:: Work task ::
Print every line below. Match each one exactly.

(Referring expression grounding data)

Segment Open

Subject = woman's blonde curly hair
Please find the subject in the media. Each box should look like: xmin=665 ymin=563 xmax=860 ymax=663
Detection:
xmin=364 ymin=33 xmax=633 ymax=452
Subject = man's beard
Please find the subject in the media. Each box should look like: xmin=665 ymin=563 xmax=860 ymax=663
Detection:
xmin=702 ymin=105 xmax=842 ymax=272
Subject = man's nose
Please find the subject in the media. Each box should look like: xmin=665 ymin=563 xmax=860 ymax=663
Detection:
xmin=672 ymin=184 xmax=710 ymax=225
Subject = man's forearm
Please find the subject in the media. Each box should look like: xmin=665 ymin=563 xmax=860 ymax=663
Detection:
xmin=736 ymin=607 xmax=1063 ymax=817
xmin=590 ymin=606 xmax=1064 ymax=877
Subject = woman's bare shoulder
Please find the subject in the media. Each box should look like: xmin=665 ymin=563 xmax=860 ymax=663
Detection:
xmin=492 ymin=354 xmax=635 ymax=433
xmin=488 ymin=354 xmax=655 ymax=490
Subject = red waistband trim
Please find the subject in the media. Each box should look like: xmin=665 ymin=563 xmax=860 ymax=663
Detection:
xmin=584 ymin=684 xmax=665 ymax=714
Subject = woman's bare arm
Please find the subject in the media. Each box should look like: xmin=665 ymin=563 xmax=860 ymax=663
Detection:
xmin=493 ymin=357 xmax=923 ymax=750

Segment Closed

:: Written answer ::
Subject = woman's blonde curly hair
Please find the subject in the media. Each box should look like: xmin=665 ymin=563 xmax=860 ymax=663
Detection:
xmin=364 ymin=33 xmax=633 ymax=452
Subject = man's beard
Please find the subject in the media. Each box should look like: xmin=665 ymin=563 xmax=860 ymax=663
Detection:
xmin=702 ymin=105 xmax=842 ymax=272
Subject = man's nose
Please find the subject in the media. Each box should look like: xmin=665 ymin=563 xmax=860 ymax=663
Detection:
xmin=672 ymin=184 xmax=710 ymax=225
Subject = man's forearm
Please find the subject in the media. Each box should look like: xmin=665 ymin=563 xmax=860 ymax=663
Detection:
xmin=736 ymin=607 xmax=1063 ymax=817
xmin=590 ymin=606 xmax=1064 ymax=877
Subject = woman's bare shoulder
Please find the subject in the media. Each box should look like: xmin=665 ymin=563 xmax=860 ymax=663
Detection:
xmin=492 ymin=354 xmax=635 ymax=433
xmin=488 ymin=354 xmax=655 ymax=490
Subject = red waistband trim
Please find the subject in the media. Each box should look like: xmin=665 ymin=563 xmax=860 ymax=663
Detection:
xmin=584 ymin=684 xmax=665 ymax=714
Subject = woman's bare arm
Please find the subject in the media. Each box should look like: xmin=665 ymin=563 xmax=860 ymax=663
Detection:
xmin=493 ymin=357 xmax=923 ymax=750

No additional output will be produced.